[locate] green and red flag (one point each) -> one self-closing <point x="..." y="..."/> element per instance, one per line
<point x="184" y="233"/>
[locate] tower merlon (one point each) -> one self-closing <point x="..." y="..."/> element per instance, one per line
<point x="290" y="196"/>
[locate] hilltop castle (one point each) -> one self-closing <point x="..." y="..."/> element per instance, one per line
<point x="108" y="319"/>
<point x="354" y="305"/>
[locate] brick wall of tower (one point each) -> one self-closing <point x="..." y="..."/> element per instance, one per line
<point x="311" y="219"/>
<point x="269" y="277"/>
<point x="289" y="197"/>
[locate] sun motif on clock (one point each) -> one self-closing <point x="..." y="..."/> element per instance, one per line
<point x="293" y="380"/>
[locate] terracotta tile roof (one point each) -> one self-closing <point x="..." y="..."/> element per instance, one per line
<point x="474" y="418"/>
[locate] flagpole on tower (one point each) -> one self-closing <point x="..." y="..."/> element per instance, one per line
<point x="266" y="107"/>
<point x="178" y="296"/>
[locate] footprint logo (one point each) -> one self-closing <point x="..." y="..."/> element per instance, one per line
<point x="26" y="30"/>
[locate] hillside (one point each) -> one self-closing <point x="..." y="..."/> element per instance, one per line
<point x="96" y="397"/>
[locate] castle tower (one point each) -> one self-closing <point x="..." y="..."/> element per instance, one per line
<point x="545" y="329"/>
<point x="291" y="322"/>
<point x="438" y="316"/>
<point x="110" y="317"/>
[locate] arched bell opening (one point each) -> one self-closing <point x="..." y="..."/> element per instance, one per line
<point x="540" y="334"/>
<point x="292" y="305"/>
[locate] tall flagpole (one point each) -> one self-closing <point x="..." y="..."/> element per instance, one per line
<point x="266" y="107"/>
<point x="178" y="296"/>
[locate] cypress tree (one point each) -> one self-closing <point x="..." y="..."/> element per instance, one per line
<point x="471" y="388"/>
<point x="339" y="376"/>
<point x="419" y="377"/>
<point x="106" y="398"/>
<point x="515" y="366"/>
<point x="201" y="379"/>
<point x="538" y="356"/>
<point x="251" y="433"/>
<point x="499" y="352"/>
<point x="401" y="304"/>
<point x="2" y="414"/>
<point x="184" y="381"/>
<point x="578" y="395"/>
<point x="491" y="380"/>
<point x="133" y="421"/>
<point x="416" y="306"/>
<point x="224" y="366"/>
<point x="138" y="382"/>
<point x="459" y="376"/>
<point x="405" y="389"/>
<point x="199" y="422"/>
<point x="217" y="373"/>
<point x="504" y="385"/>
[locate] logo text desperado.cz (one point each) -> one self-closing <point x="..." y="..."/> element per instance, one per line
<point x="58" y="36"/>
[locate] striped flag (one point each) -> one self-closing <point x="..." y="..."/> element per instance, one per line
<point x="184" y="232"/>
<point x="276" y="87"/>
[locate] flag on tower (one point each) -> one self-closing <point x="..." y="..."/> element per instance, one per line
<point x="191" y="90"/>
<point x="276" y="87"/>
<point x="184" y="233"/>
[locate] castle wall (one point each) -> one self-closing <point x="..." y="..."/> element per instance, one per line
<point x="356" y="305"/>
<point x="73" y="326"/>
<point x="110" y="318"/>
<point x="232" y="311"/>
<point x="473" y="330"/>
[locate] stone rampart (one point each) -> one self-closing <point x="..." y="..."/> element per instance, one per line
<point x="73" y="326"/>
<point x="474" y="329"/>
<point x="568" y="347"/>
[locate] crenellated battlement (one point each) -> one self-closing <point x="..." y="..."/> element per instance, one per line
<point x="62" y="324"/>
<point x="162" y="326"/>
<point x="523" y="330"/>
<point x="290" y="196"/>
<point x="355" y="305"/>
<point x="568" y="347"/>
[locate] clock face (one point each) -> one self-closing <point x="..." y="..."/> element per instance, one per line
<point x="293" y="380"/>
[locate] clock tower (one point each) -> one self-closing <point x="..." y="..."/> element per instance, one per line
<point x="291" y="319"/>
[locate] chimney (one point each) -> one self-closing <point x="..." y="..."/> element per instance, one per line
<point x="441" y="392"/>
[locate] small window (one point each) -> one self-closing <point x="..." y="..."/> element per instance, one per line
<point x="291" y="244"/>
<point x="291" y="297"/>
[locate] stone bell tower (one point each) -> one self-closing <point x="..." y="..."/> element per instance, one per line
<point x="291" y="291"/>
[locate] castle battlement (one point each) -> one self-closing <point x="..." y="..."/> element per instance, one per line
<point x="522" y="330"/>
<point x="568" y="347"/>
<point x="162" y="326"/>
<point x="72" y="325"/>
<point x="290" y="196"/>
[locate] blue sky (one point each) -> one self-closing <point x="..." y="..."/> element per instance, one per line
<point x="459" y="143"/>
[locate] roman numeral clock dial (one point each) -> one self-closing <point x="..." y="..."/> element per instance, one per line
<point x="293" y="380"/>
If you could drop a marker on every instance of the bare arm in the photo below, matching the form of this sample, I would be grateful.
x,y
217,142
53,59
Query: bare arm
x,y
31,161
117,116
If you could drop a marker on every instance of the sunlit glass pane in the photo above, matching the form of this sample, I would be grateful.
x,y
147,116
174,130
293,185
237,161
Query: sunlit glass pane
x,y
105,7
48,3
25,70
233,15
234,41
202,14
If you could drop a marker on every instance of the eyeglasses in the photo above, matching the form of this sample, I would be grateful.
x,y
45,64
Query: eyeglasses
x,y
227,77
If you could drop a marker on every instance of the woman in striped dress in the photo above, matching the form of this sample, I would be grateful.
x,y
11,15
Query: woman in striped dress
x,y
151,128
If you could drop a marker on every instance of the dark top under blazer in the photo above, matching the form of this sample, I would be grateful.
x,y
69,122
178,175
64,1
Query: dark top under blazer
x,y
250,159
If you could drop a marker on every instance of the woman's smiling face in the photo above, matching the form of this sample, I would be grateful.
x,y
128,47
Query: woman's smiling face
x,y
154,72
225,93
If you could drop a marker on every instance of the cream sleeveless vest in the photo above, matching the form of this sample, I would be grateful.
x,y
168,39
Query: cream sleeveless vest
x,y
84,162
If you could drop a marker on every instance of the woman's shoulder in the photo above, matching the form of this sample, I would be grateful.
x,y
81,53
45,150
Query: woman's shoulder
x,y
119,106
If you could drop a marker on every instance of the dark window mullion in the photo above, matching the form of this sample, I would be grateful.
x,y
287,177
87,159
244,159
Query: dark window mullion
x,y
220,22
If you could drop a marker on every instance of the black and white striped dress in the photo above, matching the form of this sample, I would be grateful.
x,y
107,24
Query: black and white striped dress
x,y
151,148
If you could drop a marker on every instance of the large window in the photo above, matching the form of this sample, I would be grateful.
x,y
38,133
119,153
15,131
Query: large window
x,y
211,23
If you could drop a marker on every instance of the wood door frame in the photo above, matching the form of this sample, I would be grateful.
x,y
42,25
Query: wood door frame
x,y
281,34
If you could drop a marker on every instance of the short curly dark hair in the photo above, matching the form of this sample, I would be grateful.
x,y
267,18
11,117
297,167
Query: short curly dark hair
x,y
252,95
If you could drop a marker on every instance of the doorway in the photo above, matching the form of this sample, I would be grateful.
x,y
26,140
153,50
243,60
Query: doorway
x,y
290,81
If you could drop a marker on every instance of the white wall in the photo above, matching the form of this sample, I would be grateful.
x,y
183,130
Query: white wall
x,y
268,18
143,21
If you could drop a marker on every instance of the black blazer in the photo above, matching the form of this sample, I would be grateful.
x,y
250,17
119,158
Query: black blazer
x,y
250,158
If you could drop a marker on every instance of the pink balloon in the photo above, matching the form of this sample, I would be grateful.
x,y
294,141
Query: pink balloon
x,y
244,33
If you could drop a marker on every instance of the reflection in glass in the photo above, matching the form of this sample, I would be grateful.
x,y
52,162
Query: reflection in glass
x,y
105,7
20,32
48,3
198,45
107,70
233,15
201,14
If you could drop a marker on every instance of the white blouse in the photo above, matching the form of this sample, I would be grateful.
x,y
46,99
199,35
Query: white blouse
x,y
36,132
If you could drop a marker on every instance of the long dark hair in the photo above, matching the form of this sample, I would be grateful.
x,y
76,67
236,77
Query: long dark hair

========

> **EXERCISE GOAL**
Take every line of the material that contains the word "long", and copy it.

> **TASK OUTPUT**
If you could drop a marker on every instance of the long dark hair in the photo above, matching the form of this sample, I would be grateful.
Query: long dark hair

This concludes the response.